◆ Consigne écrite A ◆
Compte les lignes des enregistrements qui contiennent la chaîne « mast » en tenant compte de la casse, puis indique seulement ce nombre.

Et il ne faut pas oublier le dessaisissement par lequel le liquidateur capte la plupart des prérogatives du débiteur (voir le mot dessaisissement sous menu le dessaisissement en liquidation, les actes de procédure)

Le liquidateur a donc, du point du vue procédural, une double "casquette": dans certains cas il va agir au nom du débiteur en raison du dessaisissement, mais dans d'autres il va agir pour le compte des créanciers et est un tiers par rapport au débiteur (par exemple dans le cadre d'une action en responsabilité contre un ancien contractant du débiteur, il va agir en responsabilité délictuelle et pas contractuelle, puisqu'il agit pour les créanciers, et ne se verra donc pas opposer les exceptions qui auraient été opposées au débiteur ou la limitation du dommage au risque prévisible à la signature du contrat, ou dans un action en partage d'indivision il exerce l'action qu'aurait exercé un créancier et pas celle de l'indivisaire en liquidation). Dans tous les cas il n'est pas le représentant légal du débiteur (voir le mot mandataire de justice sur les conséquences de cette situation sur les mentions dans les actes de procédure)

Or il est acquis que le changement de qualité entraîne changement de partie, obligeant à régulariser la procédure, et en outre l'article 369 du CPC organise l'interruption de l'instance en cas de jugement de sauvegarde, redressement ou liquidation judiciaire (il n'est donc pas mis fin à l'instance qui n'est interrompue que provisoirement).

Le juge peut toujours inviter les parties à "mettre en cause" les "intéressés" dont la présence lui parait nécessaire (article 332 du CPC) mais sans pouvoir d'injonction.

Par exemple le mandataire judiciaire perd sa qualité au profit du liquidateur "Attendu qu'un jugement du 4 février 2005, rendu par le tribunal de commerce de Toulouse, a prononcé la liquidation judiciaire de la société Biotex ;qu'il en résulte que cette société et les mandataires de justice susdésignés n'ont plus qualité pour poursuivre l'instance qui se trouve interrompue par l'effet de ce jugement et qu'il y a lieu d'inviter les parties à effectuer les diligences nécessaires pour la reprendre" Cass civ 3ème 15 juin 2005 n°04-13029 et le "représentant des créanciers" (mandataire judiciaire) n'a aucune qualité pour exercer des recours qui lui incombent en qualité de liquidateur Cass com 4 avril 2006 n°04-18889. Ses éventuelles demandes sont irrecevables Cass com 25 mars 2023 n°21-17418

Ainsi en cours de procédure, si le "débiteur" est en demande et qu'il est souhaitable que la procédure soit poursuivie, le nouveau titulaire de la qualité précédemment portée par un autre mandataire de justice (ou le même mais avec une autre mission) doit intervenir volontairement (Cass com 14 décembre 2020 n°10-10792 pour régulariser la procédure (au visa de l'article 554 du CPC).

◆ Consigne écrite B ◆
Reformule plus brièvement le paragraphe de l'extrait qui commence par « Or il est acquis que » en conservant ses faits principaux.

◆ Données fournies ◆
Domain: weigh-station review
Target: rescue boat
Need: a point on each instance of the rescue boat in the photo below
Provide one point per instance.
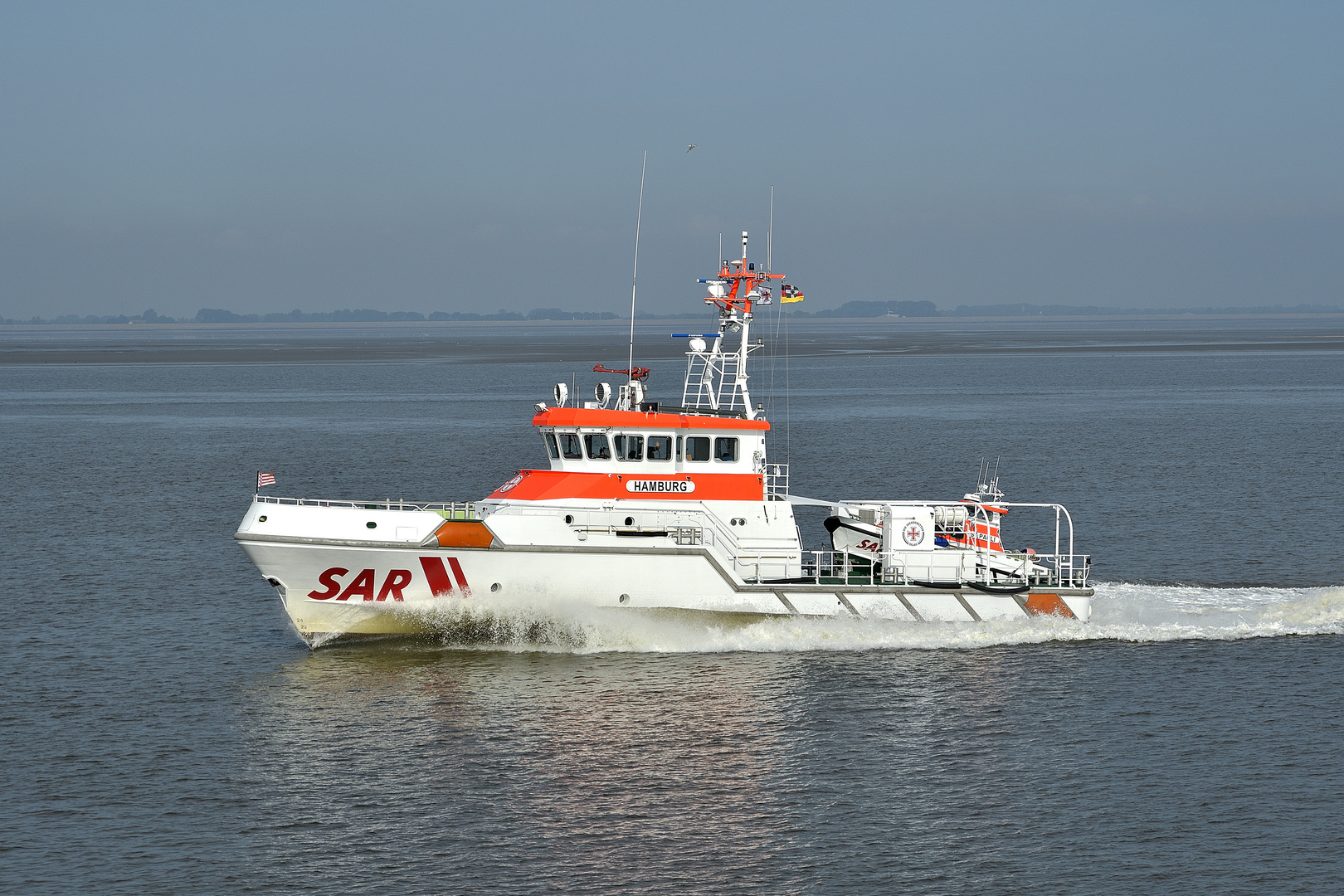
(648, 505)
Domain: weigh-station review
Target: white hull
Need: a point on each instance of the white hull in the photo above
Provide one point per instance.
(637, 578)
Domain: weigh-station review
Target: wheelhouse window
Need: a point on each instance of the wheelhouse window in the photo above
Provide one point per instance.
(629, 448)
(597, 446)
(570, 446)
(660, 448)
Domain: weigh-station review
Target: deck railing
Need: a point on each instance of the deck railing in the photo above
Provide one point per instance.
(841, 567)
(446, 509)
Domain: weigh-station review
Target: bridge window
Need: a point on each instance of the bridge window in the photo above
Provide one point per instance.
(570, 446)
(660, 448)
(598, 448)
(629, 448)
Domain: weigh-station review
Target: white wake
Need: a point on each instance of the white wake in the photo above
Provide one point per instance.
(1135, 613)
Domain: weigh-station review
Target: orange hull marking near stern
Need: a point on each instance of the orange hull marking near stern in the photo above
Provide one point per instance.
(455, 533)
(1049, 605)
(548, 485)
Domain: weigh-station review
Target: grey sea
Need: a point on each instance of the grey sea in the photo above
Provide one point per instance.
(164, 731)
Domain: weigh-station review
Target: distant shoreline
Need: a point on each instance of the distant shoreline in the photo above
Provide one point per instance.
(804, 323)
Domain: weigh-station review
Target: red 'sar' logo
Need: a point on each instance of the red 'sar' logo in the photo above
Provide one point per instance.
(363, 585)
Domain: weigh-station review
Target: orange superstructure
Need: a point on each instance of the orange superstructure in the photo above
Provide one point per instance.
(594, 416)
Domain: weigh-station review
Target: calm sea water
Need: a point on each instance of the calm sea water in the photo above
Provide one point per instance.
(164, 731)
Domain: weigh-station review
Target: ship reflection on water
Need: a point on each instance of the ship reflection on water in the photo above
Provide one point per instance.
(645, 766)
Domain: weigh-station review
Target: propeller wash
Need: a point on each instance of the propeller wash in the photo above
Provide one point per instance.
(648, 505)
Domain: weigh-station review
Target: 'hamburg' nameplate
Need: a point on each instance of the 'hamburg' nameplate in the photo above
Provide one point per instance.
(660, 486)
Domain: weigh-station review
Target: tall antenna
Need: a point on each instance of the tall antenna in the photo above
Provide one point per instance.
(635, 278)
(769, 232)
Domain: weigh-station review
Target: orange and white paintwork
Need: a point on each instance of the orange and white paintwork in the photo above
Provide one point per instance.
(648, 507)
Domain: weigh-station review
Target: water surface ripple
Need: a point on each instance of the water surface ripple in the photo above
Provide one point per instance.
(166, 733)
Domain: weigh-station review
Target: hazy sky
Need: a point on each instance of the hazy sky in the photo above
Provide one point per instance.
(472, 158)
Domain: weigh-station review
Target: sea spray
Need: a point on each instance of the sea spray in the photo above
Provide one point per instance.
(1122, 611)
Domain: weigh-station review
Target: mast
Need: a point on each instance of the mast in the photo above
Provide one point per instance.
(717, 377)
(635, 277)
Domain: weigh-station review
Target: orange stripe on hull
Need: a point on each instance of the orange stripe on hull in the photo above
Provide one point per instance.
(548, 485)
(1049, 605)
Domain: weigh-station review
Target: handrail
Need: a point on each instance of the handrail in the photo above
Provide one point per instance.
(468, 509)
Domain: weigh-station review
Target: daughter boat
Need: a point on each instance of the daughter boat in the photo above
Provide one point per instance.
(647, 505)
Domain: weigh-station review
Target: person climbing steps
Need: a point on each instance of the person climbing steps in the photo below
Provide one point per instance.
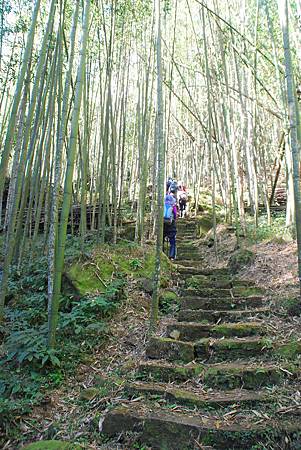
(170, 225)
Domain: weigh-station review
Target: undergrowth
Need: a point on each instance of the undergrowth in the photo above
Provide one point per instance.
(28, 369)
(277, 232)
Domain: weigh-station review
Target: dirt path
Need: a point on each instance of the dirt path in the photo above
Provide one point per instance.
(218, 377)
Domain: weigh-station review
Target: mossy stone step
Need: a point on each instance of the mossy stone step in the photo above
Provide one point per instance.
(52, 445)
(213, 399)
(206, 292)
(236, 315)
(220, 303)
(190, 331)
(169, 372)
(248, 376)
(225, 375)
(196, 257)
(169, 349)
(247, 291)
(197, 270)
(203, 282)
(164, 430)
(230, 349)
(188, 262)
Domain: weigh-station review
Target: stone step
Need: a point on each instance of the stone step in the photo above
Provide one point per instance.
(206, 292)
(194, 283)
(188, 262)
(225, 375)
(236, 291)
(197, 257)
(206, 348)
(191, 331)
(213, 273)
(231, 348)
(218, 350)
(220, 303)
(237, 315)
(168, 430)
(170, 349)
(213, 399)
(186, 237)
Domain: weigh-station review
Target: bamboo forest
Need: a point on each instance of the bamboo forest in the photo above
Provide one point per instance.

◆ Réponse écrite A ◆
2

◆ Réponse écrite B ◆
Un changement de qualité entraîne un changement de partie et oblige à régulariser la procédure. En outre, l'article 369 du CPC prévoit l'interruption de l'instance en cas de jugement de sauvegarde, de redressement ou de liquidation judiciaire. L'instance n'est alors interrompue que provisoirement et ne prend pas fin.